▶ **Aim of the exercise**: Please convert the data below into a JSON list of strings, with one string for each line and no blank lines.

--- Begin Records shown ---

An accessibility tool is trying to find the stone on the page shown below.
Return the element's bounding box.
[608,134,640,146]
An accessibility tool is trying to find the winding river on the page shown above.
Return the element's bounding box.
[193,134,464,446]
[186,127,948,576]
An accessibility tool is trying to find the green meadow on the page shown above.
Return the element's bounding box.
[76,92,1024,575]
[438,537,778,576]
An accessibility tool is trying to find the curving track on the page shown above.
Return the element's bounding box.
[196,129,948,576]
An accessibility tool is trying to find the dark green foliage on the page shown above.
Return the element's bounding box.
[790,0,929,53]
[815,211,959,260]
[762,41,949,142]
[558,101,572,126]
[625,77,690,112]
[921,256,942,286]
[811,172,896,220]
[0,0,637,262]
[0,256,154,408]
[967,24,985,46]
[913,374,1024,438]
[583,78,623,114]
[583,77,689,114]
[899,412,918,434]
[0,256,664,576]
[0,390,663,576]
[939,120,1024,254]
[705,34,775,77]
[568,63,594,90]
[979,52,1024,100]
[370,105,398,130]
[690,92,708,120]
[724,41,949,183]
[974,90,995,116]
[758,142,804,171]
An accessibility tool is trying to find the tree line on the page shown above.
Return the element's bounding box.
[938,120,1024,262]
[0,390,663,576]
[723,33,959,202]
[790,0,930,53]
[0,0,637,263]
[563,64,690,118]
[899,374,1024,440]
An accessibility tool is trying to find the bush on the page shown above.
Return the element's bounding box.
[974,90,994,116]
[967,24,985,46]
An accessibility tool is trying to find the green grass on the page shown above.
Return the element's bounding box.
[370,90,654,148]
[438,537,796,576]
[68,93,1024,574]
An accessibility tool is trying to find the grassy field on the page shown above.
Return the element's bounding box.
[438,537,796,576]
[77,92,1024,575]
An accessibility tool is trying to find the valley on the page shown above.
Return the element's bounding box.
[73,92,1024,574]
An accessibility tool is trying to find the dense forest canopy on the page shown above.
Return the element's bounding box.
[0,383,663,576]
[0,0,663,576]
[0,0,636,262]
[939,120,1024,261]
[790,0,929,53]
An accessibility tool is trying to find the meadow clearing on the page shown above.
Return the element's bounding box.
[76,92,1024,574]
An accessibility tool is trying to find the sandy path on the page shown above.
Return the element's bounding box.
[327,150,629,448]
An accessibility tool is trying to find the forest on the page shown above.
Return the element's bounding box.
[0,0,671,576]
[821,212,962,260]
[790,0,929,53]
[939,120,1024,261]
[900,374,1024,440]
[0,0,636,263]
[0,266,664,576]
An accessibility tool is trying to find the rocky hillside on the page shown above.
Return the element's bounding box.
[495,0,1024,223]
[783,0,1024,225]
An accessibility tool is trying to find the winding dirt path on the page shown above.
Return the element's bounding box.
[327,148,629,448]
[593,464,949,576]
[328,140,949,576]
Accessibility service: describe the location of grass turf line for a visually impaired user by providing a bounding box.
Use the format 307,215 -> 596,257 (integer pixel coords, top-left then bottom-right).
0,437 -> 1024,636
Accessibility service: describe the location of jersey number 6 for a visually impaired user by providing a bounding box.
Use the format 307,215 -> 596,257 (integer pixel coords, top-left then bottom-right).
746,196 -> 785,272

--- End Records shown ---

▶ **Response**:
[
  "An accessibility tool is trying to find the stone on the page shown below.",
  "Return the element's bounding box.",
  "[608,134,640,146]",
  "An accessibility tool is trying to find the winding river on the page shown above.",
  "Return the element's bounding box.",
  "[193,134,464,446]",
  "[186,127,948,576]",
  "An accessibility tool is trying to find the green meadow on the page shown above.",
  "Return the element's bounding box.",
  "[76,92,1024,575]",
  "[438,537,778,576]",
  "An accessibility tool is trying to find the curving track on the page shown above.",
  "Return the element's bounding box.",
  "[196,129,948,576]",
  "An accessibility tool is trying to find the dark green foliage on the page shown above.",
  "Return the element's bounding box.",
  "[790,0,929,53]",
  "[815,211,959,260]",
  "[762,41,949,142]",
  "[558,101,572,126]",
  "[625,77,690,112]",
  "[921,256,942,286]",
  "[811,172,896,220]",
  "[0,0,637,262]",
  "[0,256,154,408]",
  "[967,24,985,46]",
  "[913,374,1024,438]",
  "[583,78,623,114]",
  "[583,77,689,114]",
  "[899,412,918,434]",
  "[0,256,664,576]",
  "[0,390,663,576]",
  "[939,120,1024,254]",
  "[705,34,775,77]",
  "[568,63,594,90]",
  "[979,52,1024,100]",
  "[370,105,398,130]",
  "[690,92,708,120]",
  "[724,41,949,183]",
  "[974,90,995,116]",
  "[758,142,804,171]",
  "An accessibility tool is trying to find the tree line on the page shown above.",
  "Return the element's bounding box.",
  "[938,120,1024,262]",
  "[0,390,663,576]",
  "[723,33,959,202]",
  "[790,0,930,53]",
  "[0,0,637,263]",
  "[563,64,690,118]",
  "[899,374,1024,440]",
  "An accessibility tool is trying to find the bush on the page shown above.",
  "Return the element's bounding box.",
  "[974,90,994,116]",
  "[967,24,985,46]",
  "An accessibility tool is trying to find the green grass on the page shown above.",
  "Return the element's bounding box.",
  "[370,90,654,148]",
  "[438,537,796,576]",
  "[68,93,1024,574]",
  "An accessibility tool is trying to find the grassy field on the page shown above.",
  "Return the element's bounding box.",
  "[438,537,796,576]",
  "[77,92,1024,575]",
  "An accessibility tool is trying to find the valley on the page shown above.",
  "Return the element's bounding box.",
  "[73,92,1024,574]",
  "An accessibility tool is trying to find the dense forest canopy on the page shown above.",
  "Return the element's bounding box.",
  "[0,383,663,576]",
  "[0,0,663,576]",
  "[0,0,636,262]",
  "[939,120,1024,261]",
  "[790,0,929,53]",
  "An accessibility tool is trying to find the meadow clearing on the page shown above.",
  "Return the element's bounding box.",
  "[76,92,1024,574]",
  "An accessibility tool is trying to find the sandy path on the page shown above.",
  "Return the element's bounding box.",
  "[327,150,629,448]",
  "An accessibility tool is trying to find the forest on the page shown above.",
  "Return the element's bounding box.",
  "[0,0,671,576]",
  "[821,212,962,260]",
  "[790,0,929,53]",
  "[939,120,1024,261]",
  "[900,374,1024,440]",
  "[0,0,636,263]",
  "[0,266,664,576]",
  "An accessibility tool is trying to find the rocky hillside on the page shown above.",
  "Return the element's bounding box.",
  "[495,0,1024,223]",
  "[783,0,1024,225]",
  "An accessibility tool is trying to find the winding dirt path on the page shown above.",
  "Return the element's bounding box.",
  "[327,148,629,448]",
  "[593,464,949,576]",
  "[328,140,949,576]",
  "Accessibility service: describe the location of grass turf line for a visually impaired user by providing a bounding box.",
  "Use the format 307,215 -> 596,257 (integer pixel coords, top-left then bottom-right).",
  "0,437 -> 1024,636",
  "Accessibility service: describe the location of jersey number 6 for a visually impaired user by providing a bounding box.",
  "Use the format 307,215 -> 596,257 (integer pixel coords, top-left then bottom-right).",
  "746,196 -> 785,272"
]